═══ Given text

“Teller of Tales”

Robert Louis Stevenson

Robert Louis Stevenson

No, this isn’t about Robert Louis Stevenson, though he does play a part. Stevenson, for those of you who don’t know, was the author of Treasure Island. He spent his last years before he died in 1894 on an island in Samoa, where he earned the name “Tusitala,” or “Teller of Tales.”

Stevenson does not have a high critical reputation. He is often seen as a teller of boys’ adventure stories. Bah! The man knew how to spin a yarn that people enjoy and come back to, over and over again. And if you read between the lines, even Treasure Island, “boy’s book” though it is, contains serious lessons on social status and wealth, honesty and treachery, and the bounds of civilized behavior. It does not do to undervalue Stevenson, nor the role of “teller of tales.”

Rudolph Varnum Bixby

Rudolph Varnum Bixby

Stories begin someplace. For me, stories begin with my father. This is him, in one of the roles for which he would have liked to be remembered, a soldier in the Second World War.

Stories begin with my father because he read us stories. He would read us children stories at night, before bedtime. They were stories of faraway places and strange things. They were not the elaborate fictions suited for adults, but the simpler fictions that a child could comprehend. They made our world, a depressingly ordinary suburban small town in New England, a bigger world, a world of wonders. It was an inspiration. If I read about Merlin in Mary Stewart’s The Crystal Cave when I was ten, and imagined Merlin appearing before me on the shores of Lake Winnisquam, it was thanks to my father. If I wanted to see the world, it was thanks to my father.

What was more extraordinary was that my father could make even our dull home town seem interesting. We’re talking about a town that didn’t even have a red-yellow-green traffic signal in it, it was that dull. But my father made it interesting. He was well-read on local history, having grown up in the town, and could talk about the conflict between the Indians and colonists as if it had happened to him. It helped that we were related to many of the colonists and their descendants who figured in his stories. And what a collection they were! There was Lovell and Paugus’s son, hunting each other with deadly intentions. There was the Revolutionary War veteran Job Shattuck using his sword to fight off the minions of a tyrannical governor who had tracked him through the new-fallen snow. We could go and stand on the very common where the fight had taken place.

══════

Short exercise a ->
Which lines of the records contain the string "clover"? List each of them, treating uppercase and lowercase as different.

═══ Provided records

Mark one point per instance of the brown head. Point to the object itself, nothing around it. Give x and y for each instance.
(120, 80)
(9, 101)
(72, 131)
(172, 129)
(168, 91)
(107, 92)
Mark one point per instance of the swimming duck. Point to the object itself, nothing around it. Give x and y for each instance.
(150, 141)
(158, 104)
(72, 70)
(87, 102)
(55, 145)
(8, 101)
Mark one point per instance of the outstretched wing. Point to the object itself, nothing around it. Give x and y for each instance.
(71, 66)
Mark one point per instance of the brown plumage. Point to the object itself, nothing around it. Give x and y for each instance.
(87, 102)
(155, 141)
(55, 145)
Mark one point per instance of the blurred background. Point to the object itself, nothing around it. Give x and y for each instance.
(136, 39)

══════
═══ Provided records

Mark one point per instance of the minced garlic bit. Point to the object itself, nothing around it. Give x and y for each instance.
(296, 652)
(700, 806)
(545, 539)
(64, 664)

══════
═══ Provided records

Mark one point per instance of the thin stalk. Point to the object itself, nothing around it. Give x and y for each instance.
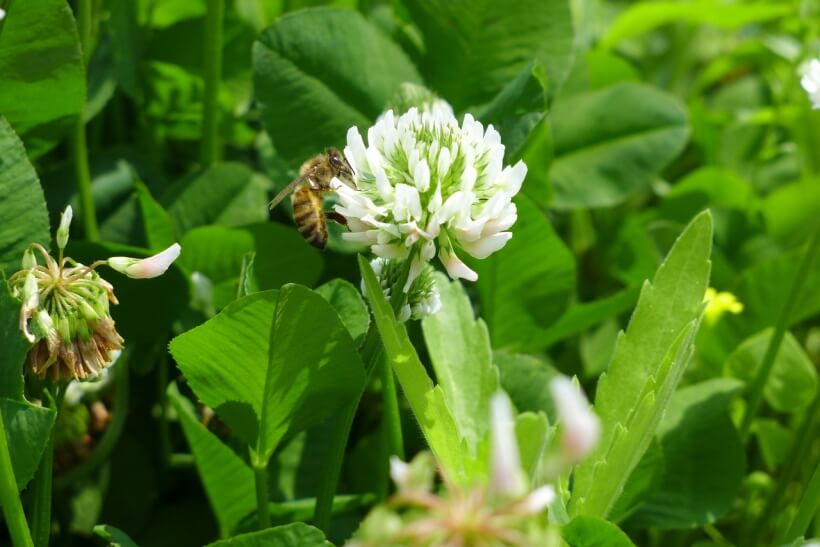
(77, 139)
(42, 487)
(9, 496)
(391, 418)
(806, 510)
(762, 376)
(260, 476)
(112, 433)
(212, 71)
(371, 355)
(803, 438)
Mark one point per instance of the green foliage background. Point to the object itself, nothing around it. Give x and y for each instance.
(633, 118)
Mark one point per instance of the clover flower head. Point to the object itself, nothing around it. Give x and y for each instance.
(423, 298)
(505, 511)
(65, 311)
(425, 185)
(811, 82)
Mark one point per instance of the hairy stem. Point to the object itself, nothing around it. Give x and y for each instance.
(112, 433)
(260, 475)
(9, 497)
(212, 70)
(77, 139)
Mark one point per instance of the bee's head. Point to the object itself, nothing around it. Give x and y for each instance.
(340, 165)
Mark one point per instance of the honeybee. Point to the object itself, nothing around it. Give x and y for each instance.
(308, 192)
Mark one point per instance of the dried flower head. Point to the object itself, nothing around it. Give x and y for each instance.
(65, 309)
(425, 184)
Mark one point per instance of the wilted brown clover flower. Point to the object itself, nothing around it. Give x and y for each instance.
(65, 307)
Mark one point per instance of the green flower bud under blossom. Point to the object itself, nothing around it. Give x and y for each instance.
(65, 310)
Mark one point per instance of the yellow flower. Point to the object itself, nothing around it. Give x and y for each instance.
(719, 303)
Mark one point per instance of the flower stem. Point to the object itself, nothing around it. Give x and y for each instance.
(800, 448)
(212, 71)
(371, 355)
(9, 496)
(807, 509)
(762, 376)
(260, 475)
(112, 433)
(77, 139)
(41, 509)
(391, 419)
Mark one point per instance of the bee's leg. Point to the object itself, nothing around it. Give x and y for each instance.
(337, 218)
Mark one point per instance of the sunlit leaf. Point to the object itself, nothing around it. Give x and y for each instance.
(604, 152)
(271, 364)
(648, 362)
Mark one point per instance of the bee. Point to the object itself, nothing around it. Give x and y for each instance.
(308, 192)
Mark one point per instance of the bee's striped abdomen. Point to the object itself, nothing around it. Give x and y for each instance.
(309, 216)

══════

Short exercise b ->
In the essay "Teller of Tales," what name did Stevenson earn on the island in Samoa?

Output a ->
Mark one point per instance of the clover flower head. Point to the object itself, nothing around it. Give x and y for each instance.
Mark one point per instance of the wilted brown clover flower. Point to the object itself, nothing around it. Give x and y for each instance.

Output b ->
"Tusitala," or "Teller of Tales."